*Assigned task*: Once a line is found to contain "pulls", copy it out of the listing.

[[ Records supplied, beginning ]]

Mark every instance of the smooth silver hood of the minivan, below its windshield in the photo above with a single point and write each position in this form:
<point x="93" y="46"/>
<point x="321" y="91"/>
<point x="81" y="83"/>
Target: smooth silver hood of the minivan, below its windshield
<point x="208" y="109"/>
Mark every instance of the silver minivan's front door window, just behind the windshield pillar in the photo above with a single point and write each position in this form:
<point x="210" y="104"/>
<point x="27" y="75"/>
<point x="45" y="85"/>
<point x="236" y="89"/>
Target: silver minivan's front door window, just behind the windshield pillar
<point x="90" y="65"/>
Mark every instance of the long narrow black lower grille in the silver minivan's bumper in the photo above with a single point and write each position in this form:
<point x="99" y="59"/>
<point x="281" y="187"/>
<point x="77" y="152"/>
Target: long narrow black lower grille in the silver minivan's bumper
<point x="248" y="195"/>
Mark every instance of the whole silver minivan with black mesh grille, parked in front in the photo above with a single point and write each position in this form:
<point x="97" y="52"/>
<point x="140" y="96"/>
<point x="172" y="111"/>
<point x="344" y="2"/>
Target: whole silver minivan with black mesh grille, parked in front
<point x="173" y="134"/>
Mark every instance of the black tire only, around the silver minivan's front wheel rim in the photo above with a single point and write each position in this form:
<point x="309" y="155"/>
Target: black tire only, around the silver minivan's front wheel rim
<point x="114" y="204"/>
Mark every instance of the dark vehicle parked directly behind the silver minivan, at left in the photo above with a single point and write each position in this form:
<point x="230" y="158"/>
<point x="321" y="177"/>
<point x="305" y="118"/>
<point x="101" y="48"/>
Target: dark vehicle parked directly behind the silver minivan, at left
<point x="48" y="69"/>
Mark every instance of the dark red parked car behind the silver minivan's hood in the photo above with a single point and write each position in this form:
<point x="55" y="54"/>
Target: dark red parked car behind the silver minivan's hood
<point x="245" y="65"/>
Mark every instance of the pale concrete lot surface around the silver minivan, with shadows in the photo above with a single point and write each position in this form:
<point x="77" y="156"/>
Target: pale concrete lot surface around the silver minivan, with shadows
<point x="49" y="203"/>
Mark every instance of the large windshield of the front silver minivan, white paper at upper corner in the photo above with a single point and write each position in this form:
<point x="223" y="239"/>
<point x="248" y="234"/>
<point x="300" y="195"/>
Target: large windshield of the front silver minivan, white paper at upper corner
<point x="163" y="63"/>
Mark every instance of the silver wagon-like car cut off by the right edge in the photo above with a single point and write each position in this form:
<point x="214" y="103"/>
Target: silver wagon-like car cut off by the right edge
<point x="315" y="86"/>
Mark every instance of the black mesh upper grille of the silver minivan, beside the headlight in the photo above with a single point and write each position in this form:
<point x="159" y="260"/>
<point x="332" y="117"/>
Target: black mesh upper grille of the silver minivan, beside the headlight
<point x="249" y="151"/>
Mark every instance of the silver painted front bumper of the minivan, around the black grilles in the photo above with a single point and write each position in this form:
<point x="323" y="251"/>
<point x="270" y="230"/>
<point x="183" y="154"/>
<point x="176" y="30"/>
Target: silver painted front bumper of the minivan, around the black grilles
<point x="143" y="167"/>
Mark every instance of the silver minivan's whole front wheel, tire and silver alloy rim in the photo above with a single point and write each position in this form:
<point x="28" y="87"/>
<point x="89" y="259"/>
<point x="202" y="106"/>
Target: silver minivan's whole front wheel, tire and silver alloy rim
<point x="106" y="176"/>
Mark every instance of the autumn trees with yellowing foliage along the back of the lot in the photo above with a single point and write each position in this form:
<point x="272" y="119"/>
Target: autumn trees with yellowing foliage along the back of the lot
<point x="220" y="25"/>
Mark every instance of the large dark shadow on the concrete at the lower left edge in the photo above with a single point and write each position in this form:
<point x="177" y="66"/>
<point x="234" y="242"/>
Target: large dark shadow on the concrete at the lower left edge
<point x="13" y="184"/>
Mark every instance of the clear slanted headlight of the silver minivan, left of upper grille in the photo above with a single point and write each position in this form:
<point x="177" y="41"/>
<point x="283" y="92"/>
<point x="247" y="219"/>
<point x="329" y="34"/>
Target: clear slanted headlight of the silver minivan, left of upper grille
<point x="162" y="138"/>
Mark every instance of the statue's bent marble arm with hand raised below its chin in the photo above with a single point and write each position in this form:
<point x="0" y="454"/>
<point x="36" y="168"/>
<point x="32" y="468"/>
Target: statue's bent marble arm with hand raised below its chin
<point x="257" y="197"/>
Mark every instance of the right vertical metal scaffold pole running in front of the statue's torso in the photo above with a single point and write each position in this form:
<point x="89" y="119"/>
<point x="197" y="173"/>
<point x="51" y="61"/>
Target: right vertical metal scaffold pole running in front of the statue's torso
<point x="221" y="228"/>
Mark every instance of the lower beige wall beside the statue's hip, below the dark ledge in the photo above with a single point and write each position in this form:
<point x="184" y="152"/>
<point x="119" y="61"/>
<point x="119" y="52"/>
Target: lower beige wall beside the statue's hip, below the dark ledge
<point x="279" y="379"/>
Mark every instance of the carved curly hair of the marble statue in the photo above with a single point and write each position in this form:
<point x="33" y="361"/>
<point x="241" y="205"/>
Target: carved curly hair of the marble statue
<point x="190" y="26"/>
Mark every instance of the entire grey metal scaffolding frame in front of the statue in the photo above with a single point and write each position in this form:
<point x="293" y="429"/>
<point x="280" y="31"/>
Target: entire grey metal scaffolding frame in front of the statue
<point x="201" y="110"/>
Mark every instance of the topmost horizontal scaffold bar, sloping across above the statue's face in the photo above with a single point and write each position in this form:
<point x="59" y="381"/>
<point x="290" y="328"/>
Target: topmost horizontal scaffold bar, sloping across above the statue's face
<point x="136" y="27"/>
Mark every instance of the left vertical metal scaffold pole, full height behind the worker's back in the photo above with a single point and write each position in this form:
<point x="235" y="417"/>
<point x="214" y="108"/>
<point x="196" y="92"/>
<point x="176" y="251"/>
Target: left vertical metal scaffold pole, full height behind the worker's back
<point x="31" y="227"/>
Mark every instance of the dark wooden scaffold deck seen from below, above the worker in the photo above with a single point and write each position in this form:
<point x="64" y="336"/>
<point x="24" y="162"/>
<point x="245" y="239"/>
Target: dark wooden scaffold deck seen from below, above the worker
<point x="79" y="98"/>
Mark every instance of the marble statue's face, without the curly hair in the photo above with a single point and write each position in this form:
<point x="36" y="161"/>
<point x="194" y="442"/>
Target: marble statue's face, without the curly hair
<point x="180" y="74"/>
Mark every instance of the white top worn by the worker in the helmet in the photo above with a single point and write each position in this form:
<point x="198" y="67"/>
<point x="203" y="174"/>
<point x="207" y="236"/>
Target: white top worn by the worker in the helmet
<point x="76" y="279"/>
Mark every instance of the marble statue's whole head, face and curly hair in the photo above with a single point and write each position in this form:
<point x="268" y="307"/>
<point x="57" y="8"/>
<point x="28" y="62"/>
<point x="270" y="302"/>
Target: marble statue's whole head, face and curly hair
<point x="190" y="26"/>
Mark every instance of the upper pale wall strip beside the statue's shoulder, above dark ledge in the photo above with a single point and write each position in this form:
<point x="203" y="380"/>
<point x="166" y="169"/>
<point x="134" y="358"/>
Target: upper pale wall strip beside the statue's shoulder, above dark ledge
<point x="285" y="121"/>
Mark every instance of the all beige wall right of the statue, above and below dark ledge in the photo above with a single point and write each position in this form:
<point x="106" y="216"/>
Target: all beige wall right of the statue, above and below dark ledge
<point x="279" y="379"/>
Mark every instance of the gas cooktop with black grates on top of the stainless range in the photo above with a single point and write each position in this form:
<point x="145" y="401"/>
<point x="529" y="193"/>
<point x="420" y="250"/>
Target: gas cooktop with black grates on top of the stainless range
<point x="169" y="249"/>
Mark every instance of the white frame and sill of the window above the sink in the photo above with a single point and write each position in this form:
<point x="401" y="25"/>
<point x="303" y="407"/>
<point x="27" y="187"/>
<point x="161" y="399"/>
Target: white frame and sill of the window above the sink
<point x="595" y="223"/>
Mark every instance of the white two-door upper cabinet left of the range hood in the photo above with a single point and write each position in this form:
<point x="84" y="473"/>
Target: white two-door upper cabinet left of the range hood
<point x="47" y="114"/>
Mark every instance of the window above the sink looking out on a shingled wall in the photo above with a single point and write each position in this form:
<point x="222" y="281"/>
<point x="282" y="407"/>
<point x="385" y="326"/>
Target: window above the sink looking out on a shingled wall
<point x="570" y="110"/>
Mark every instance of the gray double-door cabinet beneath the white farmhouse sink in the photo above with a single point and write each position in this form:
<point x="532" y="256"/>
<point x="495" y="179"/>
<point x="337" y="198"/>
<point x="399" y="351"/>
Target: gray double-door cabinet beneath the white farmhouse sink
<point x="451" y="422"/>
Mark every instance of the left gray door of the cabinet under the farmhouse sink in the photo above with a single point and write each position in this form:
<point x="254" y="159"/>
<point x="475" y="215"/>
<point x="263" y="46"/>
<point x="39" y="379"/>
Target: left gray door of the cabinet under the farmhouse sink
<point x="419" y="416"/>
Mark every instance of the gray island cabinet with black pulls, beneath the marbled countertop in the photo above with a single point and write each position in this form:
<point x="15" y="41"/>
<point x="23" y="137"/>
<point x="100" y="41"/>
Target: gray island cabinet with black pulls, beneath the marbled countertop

[[ Records supplied, end ]]

*Exercise response*:
Mark every instance of the gray island cabinet with black pulls, beneath the marbled countertop in the photo above with a single point and write each position in this form:
Target: gray island cabinet with black pulls, beneath the marbled countertop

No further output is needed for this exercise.